_TEXT SHOWN_.
--- begin ---
{
"cells": [
{
"cell_type": "markdown",
"id": "0d401e53",
"metadata": {},
"source": [
"# Serving reinforcement learning policy models\n",
"In this example, we train a reinforcement learning model and serve it\n",
"using Ray Serve.\n",
"\n",
"We then instantiate an environment and step through it by querying the served model\n",
"for actions via HTTP."
]
},
{
"cell_type": "markdown",
"id": "cf8cd121",
"metadata": {},
"source": [
"Let's start with installing our dependencies:"
]
},
{
"cell_type": "code",
"execution_count": 1,
"id": "8dc6f862",
"metadata": {},
"outputs": [],
"source": [
"!pip install -qU \"ray[rllib,serve]\" gym"
]
},
{
"cell_type": "markdown",
"id": "13518458",
"metadata": {},
"source": [
"Now we can run some imports:"
]
},
{
"cell_type": "code",
"execution_count": 2,
"id": "c4a621ee",
"metadata": {},
"outputs": [],
"source": [
"import gym\n",
"import numpy as np\n",
"import requests\n",
"\n",
"from ray.air.checkpoint import Checkpoint\n",
"from ray.air.config import RunConfig\n",
"from ray.train.rl.rl_trainer import RLTrainer\n",
"from ray.train.rl.rl_predictor import RLPredictor\n",
"from ray.air.result import Result\n",
"from ray.serve import PredictorDeployment\n",
"from ray import serve\n",
"from ray.tune.tuner import Tuner"
--- end ---
_BRIEF A_.
In the Ray Serve notebook, do these statements agree with it? Answer yes or no for each, and quote the deciding words. (i) The example trains a reinforcement learning model and serves it. (ii) The served model is queried for actions via gRPC. (iii) NumPy is imported.
The Ray Serve notebook and the records are separate material with no connection to each other.

_Coordinate labeling data_.
--- begin ---
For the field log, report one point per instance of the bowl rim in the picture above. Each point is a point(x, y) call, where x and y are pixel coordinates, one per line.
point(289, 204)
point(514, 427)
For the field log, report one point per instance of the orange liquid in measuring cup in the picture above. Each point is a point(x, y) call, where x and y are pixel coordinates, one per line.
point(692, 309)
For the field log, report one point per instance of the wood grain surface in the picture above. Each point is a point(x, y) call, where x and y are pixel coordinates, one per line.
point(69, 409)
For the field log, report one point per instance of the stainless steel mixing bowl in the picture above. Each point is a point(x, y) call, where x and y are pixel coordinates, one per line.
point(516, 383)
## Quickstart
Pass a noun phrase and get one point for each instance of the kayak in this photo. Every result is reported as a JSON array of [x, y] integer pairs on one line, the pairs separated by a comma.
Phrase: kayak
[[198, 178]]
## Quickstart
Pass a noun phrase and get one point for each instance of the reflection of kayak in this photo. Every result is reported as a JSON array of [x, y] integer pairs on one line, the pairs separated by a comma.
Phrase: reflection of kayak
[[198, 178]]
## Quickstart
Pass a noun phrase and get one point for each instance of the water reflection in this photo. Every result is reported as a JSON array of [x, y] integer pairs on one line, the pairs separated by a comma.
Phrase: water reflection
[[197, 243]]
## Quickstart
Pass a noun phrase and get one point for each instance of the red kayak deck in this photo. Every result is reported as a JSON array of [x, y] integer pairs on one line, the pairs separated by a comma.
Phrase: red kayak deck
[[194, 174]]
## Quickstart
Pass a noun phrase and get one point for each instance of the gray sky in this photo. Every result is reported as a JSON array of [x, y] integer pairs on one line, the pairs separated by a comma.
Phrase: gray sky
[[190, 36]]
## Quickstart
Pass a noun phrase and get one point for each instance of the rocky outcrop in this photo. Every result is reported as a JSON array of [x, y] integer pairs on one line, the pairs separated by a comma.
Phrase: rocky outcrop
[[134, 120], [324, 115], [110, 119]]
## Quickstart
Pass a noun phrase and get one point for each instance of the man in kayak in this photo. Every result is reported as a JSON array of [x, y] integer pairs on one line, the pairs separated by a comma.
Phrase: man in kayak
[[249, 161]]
--- end ---
_BRIEF B_.
From the records, render only the part that opens with the line containing "of the wood" and closes with the line containing "point(69, 409)" as a numbered list, and leave out blank lines.

_FULL OUTPUT A_.
(i) Yes: "In this example, we train a reinforcement learning model and serve it"
(ii) No: "for actions via HTTP."
(iii) Yes: "import numpy as np"

_FULL OUTPUT B_.
1. For the field log, report one point per instance of the wood grain surface in the picture above. Each point is a point(x, y) call, where x and y are pixel coordinates, one per line.
2. point(69, 409)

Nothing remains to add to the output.